(Instructions for the task):
Beginning with the first entry, restate the data word for word and leave out the images.

[Natural language region descriptions]
▶

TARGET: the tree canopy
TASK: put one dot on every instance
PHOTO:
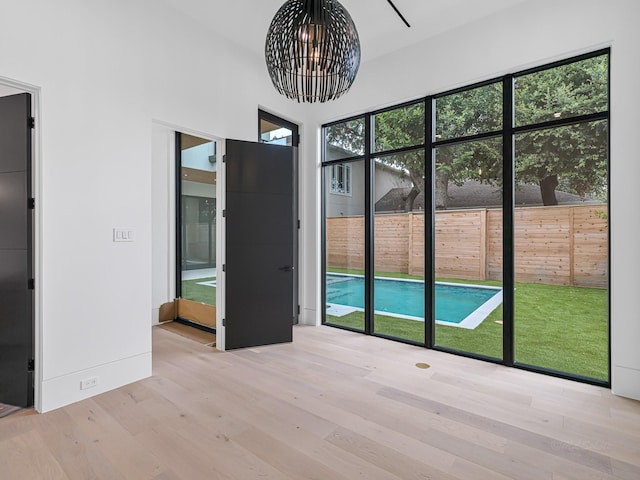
(572, 158)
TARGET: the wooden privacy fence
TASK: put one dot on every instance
(563, 245)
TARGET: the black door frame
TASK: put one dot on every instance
(26, 397)
(295, 129)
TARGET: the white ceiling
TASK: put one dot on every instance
(381, 31)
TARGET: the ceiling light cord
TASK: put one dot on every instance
(399, 14)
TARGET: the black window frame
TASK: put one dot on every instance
(507, 133)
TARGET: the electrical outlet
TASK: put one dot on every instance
(88, 383)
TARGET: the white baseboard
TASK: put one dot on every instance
(61, 391)
(626, 382)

◀

(Exercise response):
TARGET: the tree canopy
TASK: put one dot on every instance
PHOTO:
(572, 158)
TARGET: the wooden privacy fence
TASK: put one dot on every instance
(563, 245)
TARGET: the black door frame
TASK: put one dot on every instance
(26, 397)
(295, 129)
TARGET: the white ceiling
TASK: put one dot on every instance
(381, 31)
TARGET: the ceiling light cord
TASK: put one dot on every instance
(399, 14)
TARGET: the black window frame
TASK: put one dot on every instance
(507, 133)
TARGET: the electrical outlet
TASK: put one dot on every instance
(88, 383)
TARGET: the white baseboard
TASK: put one dot on every instance
(61, 391)
(626, 382)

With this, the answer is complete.